Copy the stretch of the disk-monitoring post from "As always, we're" through "new robotic overlords.", changing "Remote Hands" to "datacenter technicians".

Top of Source passage

Once the initial issues were resolved, we deployed the servers into production.  The 200 new servers had an average of 2.67 disks going bad per month for the period before our next data center buildout.  Our original 400 disks started reporting 2 new issues a month.  That’s jumping from 0.3% to 0.6% disk issues a month, possibly degrading due to their age.

Monitoring 2400 disks: Throwing more servers in the mix

Four months later, we needed to double our infrastructure to handle all of the new data that we were processing for our analytics.  This time, we were adding in 1200 new disks to the cluster with the same amount of issues.  The pre-production diagnostics tests only shook out 0.02% of the bad disks.

At this time, we started seeing our drive SMART checks increasing from <1% to 1.3% failures a month.  This was also during the Holiday App Boom as seen here and here. We were spending too much time ferrying drives back and forth from the office to the datacenter and started questioning our diagnostics, urgency and response of SMART errors, and steps to replace a drive.

Our servers have temperature indicators we started to manually monitor and started noticing the new servers were running around 84°F on idle, which we tend to see higher hardware failure rates.  We started graphing the temperatures and noticed they increased to 89°F as we started to bring servers into production.  There was a lot we needed to do and not enough resources to do it, other than bug the NOCs to come up with strategies to bring us down to 77°F.

Monitoring 4800 disks: Finally some cooling relief

10 months later, we once again doubled our infrastructure and migrated all of our servers into a new space where we now benefit from more efficient datacenter cooling.  Where we had an average of 77°F, we were now running between 60°F to 65°F.  Guess what happened to our average monthly SMART errors.  It went down to 0.4% since the move.  There may be several factors at play here:

  1. higher temperatures definitely seemed to contribute to higher failure rates
  2. we had a burn in time for those first 2400 disks
  3. the load across the disks had lightened after such a large expansion

Monitoring N disks: Scripts and processes to automate our busy lives

We've also improved our process for taking out servers with SMART alerts by creating a script which smartd will call when there's an issue.  In order to automate this, we've allowed the smartd check to take out servers at will. Modifying the smartd.conf script a bit, we use the check to call our shell script which does a few checks to gracefully stop the hadoop and hbase processes. This spreads out the existing data on the effected disks to healthy servers. We've also included a check to make sure the number of servers we take down does not exceed our hadoop HDFS replication factor, which further prevents the increase in the risk of removing multiple replicated blocks of data. Once all is complete, the script will notify the Operations team of the tasks performed or skipped. We have open sourced this script on our Github account here so you can fork and use it yourself.

What about the physical disks? Instead of having an engineer go down and take out disks from each server, we plan on utilizing our Remote Hands to perform that task for us, so we can focus on handling the broader-reaching issues. There were times where we batched up disk collection and engineers would carry 30 drives back to the office (walking barefoot, uphill both ways).  

As always, we're trying to do things more efficiently.  A few improvements we have in the plans include:

  1. Having the script unmount the bad disk and bring the server back into production.
  2. The script will email Remote Hands with the server, disk, location and issue, for them to swap the bad drive.
  3. Once the disk is swapped, mount the new drive and return the server into production.
  4. Adapting the script to handle other hardware alerts/issues (network cards, cables, memory, mainboard)

We've learned from those grueling earlier days, and continue to make hardware management a priority.  With a small team managing a large cluster, it's important to lean on automating simple, repetitive tasks as well as utilizing the services you are already paying for.  I, for one, welcome our new robotic overlords.

Bottom of Source passage
Top of Collected material

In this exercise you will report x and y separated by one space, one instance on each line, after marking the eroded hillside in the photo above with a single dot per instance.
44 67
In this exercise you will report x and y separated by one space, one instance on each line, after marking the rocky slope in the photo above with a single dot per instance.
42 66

Bottom of Collected material

[Written answer]
As always, we're trying to do things more efficiently.  A few improvements we have in the plans include:

  1. Having the script unmount the bad disk and bring the server back into production.
  2. The script will email datacenter technicians with the server, disk, location and issue, for them to swap the bad drive.
  3. Once the disk is swapped, mount the new drive and return the server into production.
  4. Adapting the script to handle other hardware alerts/issues (network cards, cables, memory, mainboard)

We've learned from those grueling earlier days, and continue to make hardware management a priority.  With a small team managing a large cluster, it's important to lean on automating simple, repetitive tasks as well as utilizing the services you are already paying for.  I, for one, welcome our new robotic overlords.